What the task asks: Omit the pictures found among the records and print everything else exactly as it stands.

|---|

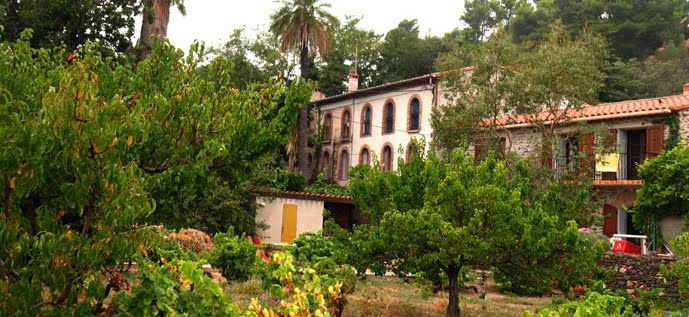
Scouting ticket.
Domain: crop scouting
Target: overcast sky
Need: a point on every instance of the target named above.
(213, 20)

|---|

Response to the exercise:
Scouting ticket.
Domain: crop scouting
Target: overcast sky
Need: a point on every instance of the target named above.
(213, 20)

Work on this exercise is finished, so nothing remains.